-- Start PAGE EXTRACT --
Year-by-Year Art
1st grade
No kindergarten for us small-town northern Minnesota kids. But, if you’re anywhere near my age, you’ve probably done the two art projects I’m thinking of, and probably in first grade or so. Are they art? I suppose so, if there’s an art to following directions.
First, the Plaster of Paris hand molds, painted gold. I still have mine. The other was those Thanksgiving turkeys you made from tracing around your hand. If you think you didn’t do that, or don’t remember, I’m sure there are countless examples online. That’s cringe-worthy, but way beyond cringe is the hats and headdresses we made for photos of us as pilgrims and Indians.
2nd grade
Absolutely devastated because Allen Newhouse could draw cardinals that looked real. On his own. Not at an art time. Not following any directions. It seemed to just come out of him perfectly. Which of course meant that meant I wasn’t the best. The best. To be second as something was losing.
3rd grade
Fire poster contest. I colored a before and after picture of a forest fire, paying attention to where the trees and other objects were so it was obviously the same area. We were aware of forest fires in northern Minnesota. I got first place. Saved from humiliation for the moment. I still have the Tonka Firetruck I won. My grandson covets it, but so far it’s staying here with me—though my head is shaking back and forth as I write this.
Later that same school year, my teacher asked me to stay in at recess to paint a mural that had been drawn—I think by her, but I’m not sure. I had seen a picture once and tried to duplicate the amazing contrast between the mountain and the snow. I’m sure it was a black and white photo—what else could there have been at that time?
So, I painted the mountains black, finishing them off with white snow on top. Stunning! It achieved what I envisioned. She had left me alone in the room to work on it, probably taking time in the teacher’s lounge. She came back for a moment before the rest of the class came in from recess.
I didn’t get the reaction I anticipated. “That’s not what mountains look like!” I know more words followed those, but I can’t recall what they were. I had obviously ruined her project. Hers. Not mine. I may have kept in the lines, but I definitely had also crossed them. I can still feel the shock of her reaction as I waited for her praise.
4th grade
A poster contest again—was it for a national holiday? The annual poppy sales for the V.F.W.? Who knows… But poppies were definitely the focus of mine. My mom’s idea: Poppies on Parade. And so I created it, especially since my mother was always my main audience. If I succeeded at something, I got her attention.
The poster was amazing. I turned poppies into a band, little arms holding instruments, marching in formation. It was clear to me that no other poster submitted even touched what I had done. And I lost. My mother wasn’t happy about that, but she didn’t blame me. She blamed whoever was in charge of the contest.
I’m guessing they passed that job onto the classroom teachers, but making whoever it was the villain of keeping first place from me didn’t help me in the long run. Now, as a past teacher, whether it was a good poster or not, I can clearly see why, especially in a small town, you want to share the experience of winning something with more than one student!
-- End PAGE EXTRACT --
-- Start DATASET CONTENT --
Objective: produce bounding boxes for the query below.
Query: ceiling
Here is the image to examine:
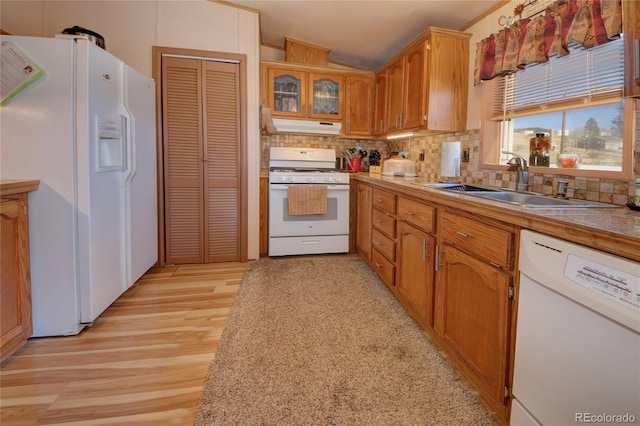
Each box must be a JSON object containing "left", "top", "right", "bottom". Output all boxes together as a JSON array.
[{"left": 220, "top": 0, "right": 504, "bottom": 70}]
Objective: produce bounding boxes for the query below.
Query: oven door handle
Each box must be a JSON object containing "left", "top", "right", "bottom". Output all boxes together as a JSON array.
[{"left": 269, "top": 183, "right": 349, "bottom": 191}]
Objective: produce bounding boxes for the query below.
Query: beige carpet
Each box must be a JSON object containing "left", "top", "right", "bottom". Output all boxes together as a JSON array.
[{"left": 195, "top": 256, "right": 494, "bottom": 426}]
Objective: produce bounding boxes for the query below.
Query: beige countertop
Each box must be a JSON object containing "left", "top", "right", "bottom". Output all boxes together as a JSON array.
[{"left": 351, "top": 173, "right": 640, "bottom": 261}]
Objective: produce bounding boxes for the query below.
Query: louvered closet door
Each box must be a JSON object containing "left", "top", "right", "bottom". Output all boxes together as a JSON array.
[
  {"left": 202, "top": 61, "right": 241, "bottom": 262},
  {"left": 163, "top": 57, "right": 241, "bottom": 264},
  {"left": 162, "top": 57, "right": 204, "bottom": 264}
]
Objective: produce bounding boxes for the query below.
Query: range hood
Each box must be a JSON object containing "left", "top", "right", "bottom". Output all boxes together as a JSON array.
[{"left": 273, "top": 118, "right": 342, "bottom": 135}]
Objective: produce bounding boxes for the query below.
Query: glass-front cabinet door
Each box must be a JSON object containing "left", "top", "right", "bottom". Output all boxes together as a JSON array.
[
  {"left": 309, "top": 72, "right": 344, "bottom": 120},
  {"left": 269, "top": 68, "right": 307, "bottom": 117}
]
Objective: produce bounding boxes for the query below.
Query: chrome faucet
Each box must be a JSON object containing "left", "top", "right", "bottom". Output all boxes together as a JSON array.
[{"left": 502, "top": 151, "right": 529, "bottom": 191}]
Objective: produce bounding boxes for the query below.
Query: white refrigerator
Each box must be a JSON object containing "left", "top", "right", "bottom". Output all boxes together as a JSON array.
[{"left": 0, "top": 36, "right": 158, "bottom": 336}]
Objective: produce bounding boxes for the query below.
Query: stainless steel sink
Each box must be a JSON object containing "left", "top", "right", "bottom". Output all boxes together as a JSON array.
[
  {"left": 414, "top": 182, "right": 619, "bottom": 209},
  {"left": 469, "top": 191, "right": 618, "bottom": 209},
  {"left": 413, "top": 182, "right": 503, "bottom": 192}
]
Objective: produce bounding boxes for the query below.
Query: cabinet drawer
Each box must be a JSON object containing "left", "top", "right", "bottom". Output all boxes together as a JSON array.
[
  {"left": 371, "top": 228, "right": 396, "bottom": 262},
  {"left": 398, "top": 197, "right": 436, "bottom": 232},
  {"left": 371, "top": 248, "right": 396, "bottom": 287},
  {"left": 372, "top": 209, "right": 396, "bottom": 238},
  {"left": 440, "top": 212, "right": 513, "bottom": 269},
  {"left": 373, "top": 188, "right": 396, "bottom": 214}
]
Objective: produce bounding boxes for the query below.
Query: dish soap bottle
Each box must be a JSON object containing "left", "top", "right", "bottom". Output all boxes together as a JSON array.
[{"left": 529, "top": 133, "right": 551, "bottom": 167}]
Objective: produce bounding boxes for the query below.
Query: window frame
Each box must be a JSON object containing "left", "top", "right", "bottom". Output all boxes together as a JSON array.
[{"left": 478, "top": 51, "right": 636, "bottom": 180}]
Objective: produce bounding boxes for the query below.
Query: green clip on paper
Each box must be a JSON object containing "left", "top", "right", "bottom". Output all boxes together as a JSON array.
[{"left": 0, "top": 41, "right": 44, "bottom": 106}]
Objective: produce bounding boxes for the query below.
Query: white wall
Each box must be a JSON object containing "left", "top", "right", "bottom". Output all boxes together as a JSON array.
[{"left": 0, "top": 0, "right": 260, "bottom": 259}]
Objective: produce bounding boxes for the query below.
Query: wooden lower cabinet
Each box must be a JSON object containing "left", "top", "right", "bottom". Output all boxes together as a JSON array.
[
  {"left": 396, "top": 222, "right": 436, "bottom": 327},
  {"left": 0, "top": 181, "right": 39, "bottom": 360},
  {"left": 356, "top": 182, "right": 372, "bottom": 262},
  {"left": 435, "top": 245, "right": 511, "bottom": 411},
  {"left": 356, "top": 182, "right": 517, "bottom": 424}
]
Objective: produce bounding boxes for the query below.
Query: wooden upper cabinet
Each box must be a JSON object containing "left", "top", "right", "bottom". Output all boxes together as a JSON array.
[
  {"left": 386, "top": 58, "right": 405, "bottom": 132},
  {"left": 424, "top": 28, "right": 471, "bottom": 131},
  {"left": 376, "top": 28, "right": 471, "bottom": 133},
  {"left": 343, "top": 76, "right": 373, "bottom": 136},
  {"left": 402, "top": 43, "right": 429, "bottom": 129},
  {"left": 373, "top": 69, "right": 388, "bottom": 135},
  {"left": 267, "top": 68, "right": 307, "bottom": 118},
  {"left": 307, "top": 72, "right": 344, "bottom": 120},
  {"left": 622, "top": 1, "right": 640, "bottom": 97}
]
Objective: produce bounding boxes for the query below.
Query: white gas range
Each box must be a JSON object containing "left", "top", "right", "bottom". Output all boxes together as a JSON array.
[{"left": 269, "top": 147, "right": 349, "bottom": 256}]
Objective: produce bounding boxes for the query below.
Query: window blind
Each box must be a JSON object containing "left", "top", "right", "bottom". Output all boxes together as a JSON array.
[{"left": 491, "top": 37, "right": 624, "bottom": 121}]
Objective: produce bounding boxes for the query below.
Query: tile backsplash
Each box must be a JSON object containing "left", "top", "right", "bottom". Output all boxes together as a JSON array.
[{"left": 261, "top": 130, "right": 640, "bottom": 205}]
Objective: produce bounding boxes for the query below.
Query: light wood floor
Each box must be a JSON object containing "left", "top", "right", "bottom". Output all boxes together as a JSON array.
[{"left": 0, "top": 263, "right": 246, "bottom": 426}]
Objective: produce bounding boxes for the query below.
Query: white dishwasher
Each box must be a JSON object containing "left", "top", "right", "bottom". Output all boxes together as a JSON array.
[{"left": 511, "top": 230, "right": 640, "bottom": 426}]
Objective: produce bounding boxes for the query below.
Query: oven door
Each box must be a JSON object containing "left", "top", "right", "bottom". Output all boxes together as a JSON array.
[{"left": 269, "top": 183, "right": 349, "bottom": 237}]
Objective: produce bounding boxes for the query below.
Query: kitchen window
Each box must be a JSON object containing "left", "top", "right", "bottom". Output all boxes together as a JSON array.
[{"left": 481, "top": 37, "right": 634, "bottom": 178}]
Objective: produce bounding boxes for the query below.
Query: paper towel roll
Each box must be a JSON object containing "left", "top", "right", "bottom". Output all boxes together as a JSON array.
[{"left": 440, "top": 141, "right": 460, "bottom": 177}]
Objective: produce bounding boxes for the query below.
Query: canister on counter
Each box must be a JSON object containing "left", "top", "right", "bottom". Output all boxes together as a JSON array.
[{"left": 529, "top": 133, "right": 551, "bottom": 167}]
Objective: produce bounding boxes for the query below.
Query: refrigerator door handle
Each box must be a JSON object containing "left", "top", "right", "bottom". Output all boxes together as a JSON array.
[{"left": 120, "top": 114, "right": 136, "bottom": 185}]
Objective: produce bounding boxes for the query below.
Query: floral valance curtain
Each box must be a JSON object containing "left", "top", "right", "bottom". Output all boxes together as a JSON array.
[{"left": 473, "top": 0, "right": 622, "bottom": 85}]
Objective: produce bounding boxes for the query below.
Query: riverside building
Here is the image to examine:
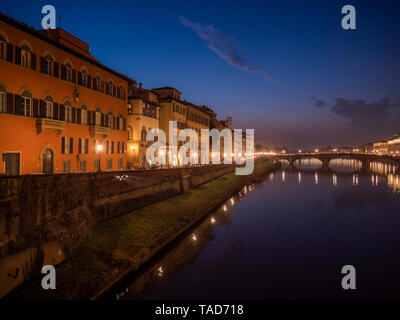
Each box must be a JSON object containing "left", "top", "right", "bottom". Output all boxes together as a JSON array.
[{"left": 0, "top": 14, "right": 136, "bottom": 175}]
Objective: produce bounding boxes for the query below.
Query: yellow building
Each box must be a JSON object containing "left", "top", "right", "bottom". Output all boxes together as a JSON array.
[{"left": 127, "top": 84, "right": 160, "bottom": 169}]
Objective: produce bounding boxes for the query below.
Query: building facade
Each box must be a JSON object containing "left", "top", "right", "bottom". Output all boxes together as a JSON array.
[
  {"left": 0, "top": 14, "right": 135, "bottom": 174},
  {"left": 388, "top": 134, "right": 400, "bottom": 155}
]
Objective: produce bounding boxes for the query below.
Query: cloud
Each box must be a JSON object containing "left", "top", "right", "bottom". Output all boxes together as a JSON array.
[
  {"left": 308, "top": 97, "right": 327, "bottom": 108},
  {"left": 331, "top": 98, "right": 398, "bottom": 127},
  {"left": 179, "top": 17, "right": 273, "bottom": 81}
]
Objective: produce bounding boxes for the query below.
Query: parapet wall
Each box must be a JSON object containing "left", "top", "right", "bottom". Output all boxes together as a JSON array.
[{"left": 0, "top": 165, "right": 234, "bottom": 297}]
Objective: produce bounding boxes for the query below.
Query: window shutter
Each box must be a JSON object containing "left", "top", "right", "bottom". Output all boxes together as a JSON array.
[
  {"left": 61, "top": 65, "right": 67, "bottom": 80},
  {"left": 53, "top": 62, "right": 60, "bottom": 78},
  {"left": 61, "top": 137, "right": 65, "bottom": 154},
  {"left": 69, "top": 138, "right": 74, "bottom": 154},
  {"left": 59, "top": 104, "right": 65, "bottom": 121},
  {"left": 7, "top": 43, "right": 14, "bottom": 62},
  {"left": 39, "top": 100, "right": 46, "bottom": 118},
  {"left": 33, "top": 99, "right": 39, "bottom": 118},
  {"left": 14, "top": 94, "right": 24, "bottom": 115},
  {"left": 15, "top": 47, "right": 21, "bottom": 66},
  {"left": 31, "top": 53, "right": 36, "bottom": 71},
  {"left": 7, "top": 92, "right": 14, "bottom": 113},
  {"left": 53, "top": 103, "right": 58, "bottom": 120},
  {"left": 40, "top": 57, "right": 47, "bottom": 73}
]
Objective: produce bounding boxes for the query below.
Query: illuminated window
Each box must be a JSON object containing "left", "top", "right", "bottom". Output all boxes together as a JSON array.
[
  {"left": 44, "top": 97, "right": 54, "bottom": 119},
  {"left": 95, "top": 109, "right": 101, "bottom": 126},
  {"left": 0, "top": 36, "right": 7, "bottom": 60},
  {"left": 21, "top": 46, "right": 31, "bottom": 68},
  {"left": 81, "top": 106, "right": 88, "bottom": 124},
  {"left": 0, "top": 86, "right": 6, "bottom": 112},
  {"left": 64, "top": 101, "right": 72, "bottom": 122},
  {"left": 21, "top": 91, "right": 32, "bottom": 117},
  {"left": 65, "top": 63, "right": 72, "bottom": 82}
]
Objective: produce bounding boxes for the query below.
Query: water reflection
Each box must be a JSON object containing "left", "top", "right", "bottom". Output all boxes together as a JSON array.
[
  {"left": 328, "top": 158, "right": 362, "bottom": 173},
  {"left": 294, "top": 158, "right": 322, "bottom": 171}
]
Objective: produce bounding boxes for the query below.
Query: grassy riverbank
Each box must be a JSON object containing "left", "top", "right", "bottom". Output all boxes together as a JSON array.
[{"left": 10, "top": 162, "right": 273, "bottom": 299}]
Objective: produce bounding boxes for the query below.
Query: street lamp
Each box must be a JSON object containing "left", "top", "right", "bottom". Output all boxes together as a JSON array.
[{"left": 97, "top": 144, "right": 103, "bottom": 172}]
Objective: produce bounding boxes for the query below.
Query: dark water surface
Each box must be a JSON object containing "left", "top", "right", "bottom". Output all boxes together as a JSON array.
[{"left": 110, "top": 164, "right": 400, "bottom": 299}]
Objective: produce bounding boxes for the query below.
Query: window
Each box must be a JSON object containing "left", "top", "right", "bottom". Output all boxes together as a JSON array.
[
  {"left": 0, "top": 36, "right": 7, "bottom": 60},
  {"left": 63, "top": 160, "right": 71, "bottom": 173},
  {"left": 65, "top": 63, "right": 72, "bottom": 82},
  {"left": 45, "top": 56, "right": 54, "bottom": 76},
  {"left": 108, "top": 113, "right": 114, "bottom": 129},
  {"left": 61, "top": 137, "right": 74, "bottom": 154},
  {"left": 118, "top": 86, "right": 125, "bottom": 100},
  {"left": 21, "top": 46, "right": 31, "bottom": 68},
  {"left": 141, "top": 128, "right": 147, "bottom": 141},
  {"left": 106, "top": 81, "right": 114, "bottom": 96},
  {"left": 79, "top": 160, "right": 86, "bottom": 172},
  {"left": 44, "top": 96, "right": 54, "bottom": 119},
  {"left": 64, "top": 103, "right": 72, "bottom": 122},
  {"left": 93, "top": 76, "right": 101, "bottom": 91},
  {"left": 0, "top": 87, "right": 6, "bottom": 112},
  {"left": 81, "top": 106, "right": 88, "bottom": 124},
  {"left": 94, "top": 159, "right": 100, "bottom": 171},
  {"left": 95, "top": 109, "right": 101, "bottom": 126},
  {"left": 21, "top": 91, "right": 32, "bottom": 117},
  {"left": 79, "top": 139, "right": 89, "bottom": 154}
]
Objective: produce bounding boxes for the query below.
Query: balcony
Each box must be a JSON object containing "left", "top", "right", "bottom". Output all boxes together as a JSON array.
[
  {"left": 89, "top": 126, "right": 110, "bottom": 139},
  {"left": 36, "top": 118, "right": 65, "bottom": 134}
]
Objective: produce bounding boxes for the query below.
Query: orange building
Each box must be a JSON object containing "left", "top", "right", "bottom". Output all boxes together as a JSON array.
[{"left": 0, "top": 14, "right": 136, "bottom": 174}]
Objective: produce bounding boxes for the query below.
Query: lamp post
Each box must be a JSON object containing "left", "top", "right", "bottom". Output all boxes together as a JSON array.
[{"left": 97, "top": 144, "right": 103, "bottom": 172}]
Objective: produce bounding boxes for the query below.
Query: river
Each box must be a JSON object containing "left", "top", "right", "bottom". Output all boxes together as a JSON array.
[{"left": 107, "top": 160, "right": 400, "bottom": 300}]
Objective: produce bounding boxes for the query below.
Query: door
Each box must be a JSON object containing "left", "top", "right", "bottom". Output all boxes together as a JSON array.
[
  {"left": 3, "top": 153, "right": 20, "bottom": 175},
  {"left": 43, "top": 149, "right": 53, "bottom": 174}
]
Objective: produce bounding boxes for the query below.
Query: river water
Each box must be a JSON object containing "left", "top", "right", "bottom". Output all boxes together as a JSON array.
[{"left": 109, "top": 160, "right": 400, "bottom": 300}]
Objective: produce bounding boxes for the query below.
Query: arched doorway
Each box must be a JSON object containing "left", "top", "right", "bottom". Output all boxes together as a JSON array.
[{"left": 43, "top": 149, "right": 54, "bottom": 174}]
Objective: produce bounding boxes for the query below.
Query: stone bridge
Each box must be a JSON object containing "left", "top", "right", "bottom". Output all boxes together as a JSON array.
[{"left": 269, "top": 153, "right": 400, "bottom": 170}]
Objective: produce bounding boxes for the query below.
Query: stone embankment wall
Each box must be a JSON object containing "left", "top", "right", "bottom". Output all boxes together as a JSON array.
[{"left": 0, "top": 165, "right": 234, "bottom": 297}]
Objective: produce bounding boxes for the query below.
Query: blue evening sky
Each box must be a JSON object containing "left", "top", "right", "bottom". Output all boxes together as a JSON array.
[{"left": 0, "top": 0, "right": 400, "bottom": 148}]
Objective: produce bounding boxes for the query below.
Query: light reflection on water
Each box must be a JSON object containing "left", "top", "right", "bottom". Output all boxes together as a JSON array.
[{"left": 110, "top": 164, "right": 400, "bottom": 299}]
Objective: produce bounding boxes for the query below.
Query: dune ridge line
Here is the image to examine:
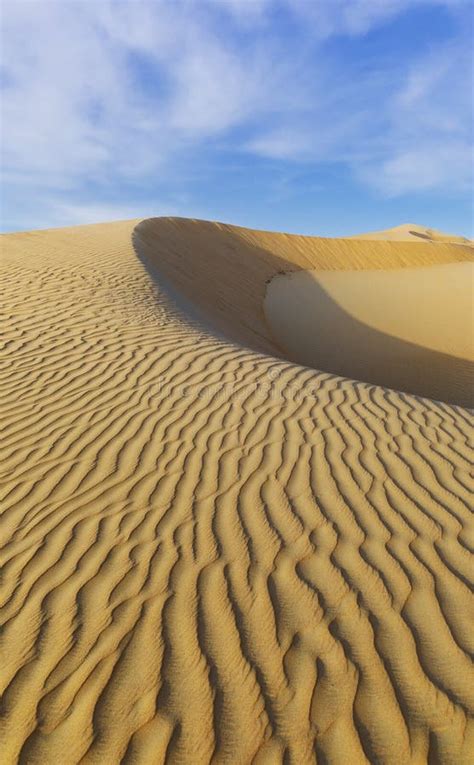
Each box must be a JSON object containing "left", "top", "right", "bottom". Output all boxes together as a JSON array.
[{"left": 0, "top": 218, "right": 474, "bottom": 765}]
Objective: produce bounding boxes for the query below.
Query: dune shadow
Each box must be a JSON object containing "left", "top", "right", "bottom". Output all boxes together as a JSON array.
[{"left": 133, "top": 218, "right": 474, "bottom": 407}]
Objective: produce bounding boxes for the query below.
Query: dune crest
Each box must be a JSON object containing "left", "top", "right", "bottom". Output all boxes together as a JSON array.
[
  {"left": 265, "top": 262, "right": 474, "bottom": 408},
  {"left": 0, "top": 219, "right": 474, "bottom": 765}
]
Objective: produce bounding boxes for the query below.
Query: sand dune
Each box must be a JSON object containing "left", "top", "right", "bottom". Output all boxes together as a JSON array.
[
  {"left": 349, "top": 223, "right": 473, "bottom": 247},
  {"left": 0, "top": 219, "right": 474, "bottom": 765},
  {"left": 265, "top": 262, "right": 474, "bottom": 408}
]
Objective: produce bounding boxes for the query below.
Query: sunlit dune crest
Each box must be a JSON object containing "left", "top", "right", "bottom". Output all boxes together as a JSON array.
[{"left": 0, "top": 218, "right": 474, "bottom": 765}]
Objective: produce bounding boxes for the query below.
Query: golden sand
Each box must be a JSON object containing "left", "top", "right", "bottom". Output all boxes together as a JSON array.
[
  {"left": 265, "top": 262, "right": 474, "bottom": 408},
  {"left": 0, "top": 219, "right": 474, "bottom": 765}
]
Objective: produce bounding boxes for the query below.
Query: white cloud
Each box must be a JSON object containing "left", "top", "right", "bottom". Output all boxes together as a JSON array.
[{"left": 2, "top": 0, "right": 472, "bottom": 230}]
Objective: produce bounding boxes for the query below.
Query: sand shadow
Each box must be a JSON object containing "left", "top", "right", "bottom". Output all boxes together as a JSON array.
[{"left": 133, "top": 218, "right": 474, "bottom": 407}]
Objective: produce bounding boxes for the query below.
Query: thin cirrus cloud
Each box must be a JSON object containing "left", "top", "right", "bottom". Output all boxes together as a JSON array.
[{"left": 1, "top": 0, "right": 472, "bottom": 229}]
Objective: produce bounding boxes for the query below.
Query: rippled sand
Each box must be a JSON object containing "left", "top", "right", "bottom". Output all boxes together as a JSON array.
[{"left": 0, "top": 219, "right": 474, "bottom": 765}]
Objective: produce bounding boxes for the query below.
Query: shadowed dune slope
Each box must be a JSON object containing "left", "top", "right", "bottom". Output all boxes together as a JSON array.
[
  {"left": 265, "top": 263, "right": 474, "bottom": 407},
  {"left": 0, "top": 219, "right": 474, "bottom": 765}
]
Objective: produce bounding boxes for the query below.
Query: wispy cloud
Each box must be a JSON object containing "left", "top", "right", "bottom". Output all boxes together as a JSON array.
[{"left": 1, "top": 0, "right": 472, "bottom": 226}]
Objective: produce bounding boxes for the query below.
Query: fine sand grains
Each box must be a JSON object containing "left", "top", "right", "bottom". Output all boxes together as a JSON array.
[{"left": 0, "top": 219, "right": 474, "bottom": 765}]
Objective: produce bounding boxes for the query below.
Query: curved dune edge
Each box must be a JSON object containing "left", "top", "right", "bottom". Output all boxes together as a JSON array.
[
  {"left": 0, "top": 219, "right": 474, "bottom": 765},
  {"left": 264, "top": 262, "right": 474, "bottom": 408}
]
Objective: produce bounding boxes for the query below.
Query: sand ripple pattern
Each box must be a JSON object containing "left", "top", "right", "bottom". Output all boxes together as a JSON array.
[{"left": 0, "top": 222, "right": 474, "bottom": 765}]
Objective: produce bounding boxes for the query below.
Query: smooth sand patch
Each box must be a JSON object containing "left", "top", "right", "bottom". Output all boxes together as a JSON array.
[
  {"left": 0, "top": 219, "right": 474, "bottom": 765},
  {"left": 265, "top": 263, "right": 474, "bottom": 406}
]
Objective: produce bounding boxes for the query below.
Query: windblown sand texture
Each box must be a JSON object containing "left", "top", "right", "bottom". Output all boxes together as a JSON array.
[{"left": 0, "top": 219, "right": 474, "bottom": 765}]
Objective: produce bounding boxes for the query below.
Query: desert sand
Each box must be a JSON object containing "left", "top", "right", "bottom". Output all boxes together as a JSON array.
[
  {"left": 0, "top": 218, "right": 474, "bottom": 765},
  {"left": 264, "top": 262, "right": 474, "bottom": 408}
]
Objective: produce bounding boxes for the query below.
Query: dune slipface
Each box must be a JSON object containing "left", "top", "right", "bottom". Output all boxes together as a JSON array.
[{"left": 0, "top": 219, "right": 474, "bottom": 765}]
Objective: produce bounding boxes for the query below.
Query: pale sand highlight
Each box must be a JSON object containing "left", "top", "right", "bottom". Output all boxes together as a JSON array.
[
  {"left": 265, "top": 263, "right": 474, "bottom": 408},
  {"left": 0, "top": 219, "right": 474, "bottom": 765}
]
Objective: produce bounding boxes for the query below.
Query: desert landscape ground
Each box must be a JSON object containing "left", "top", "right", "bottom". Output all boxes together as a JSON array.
[{"left": 0, "top": 218, "right": 474, "bottom": 765}]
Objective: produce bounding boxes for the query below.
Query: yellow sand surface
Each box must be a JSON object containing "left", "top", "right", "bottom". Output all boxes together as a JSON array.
[
  {"left": 0, "top": 219, "right": 474, "bottom": 765},
  {"left": 265, "top": 262, "right": 474, "bottom": 408},
  {"left": 349, "top": 223, "right": 473, "bottom": 247}
]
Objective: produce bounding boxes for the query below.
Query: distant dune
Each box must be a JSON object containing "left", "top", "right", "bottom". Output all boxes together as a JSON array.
[
  {"left": 0, "top": 218, "right": 474, "bottom": 765},
  {"left": 350, "top": 223, "right": 474, "bottom": 247}
]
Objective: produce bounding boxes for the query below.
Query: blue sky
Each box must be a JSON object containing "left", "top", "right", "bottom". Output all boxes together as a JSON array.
[{"left": 0, "top": 0, "right": 474, "bottom": 236}]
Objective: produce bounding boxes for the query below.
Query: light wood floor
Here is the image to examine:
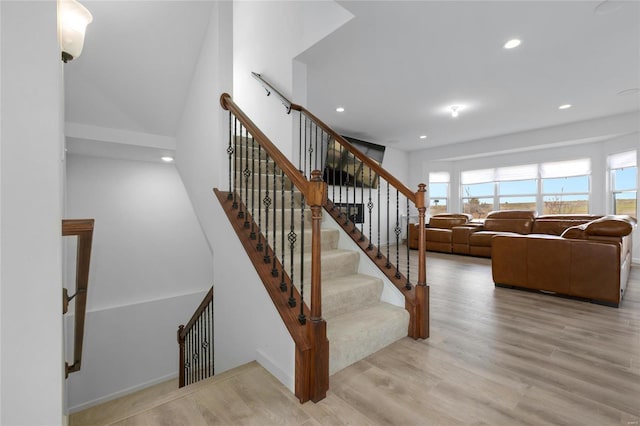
-- End DATASET CONTENT --
Copy the year-by-year art essay from "I didn’t get" to "got her attention.", substituting "response" for every "reaction".

ANSWER FOR THE TASK
I didn’t get the response I anticipated. “That’s not what mountains look like!” I know more words followed those, but I can’t recall what they were. I had obviously ruined her project. Hers. Not mine. I may have kept in the lines, but I definitely had also crossed them. I can still feel the shock of her response as I waited for her praise.
4th grade
A poster contest again—was it for a national holiday? The annual poppy sales for the V.F.W.? Who knows… But poppies were definitely the focus of mine. My mom’s idea: Poppies on Parade. And so I created it, especially since my mother was always my main audience. If I succeeded at something, I got her attention.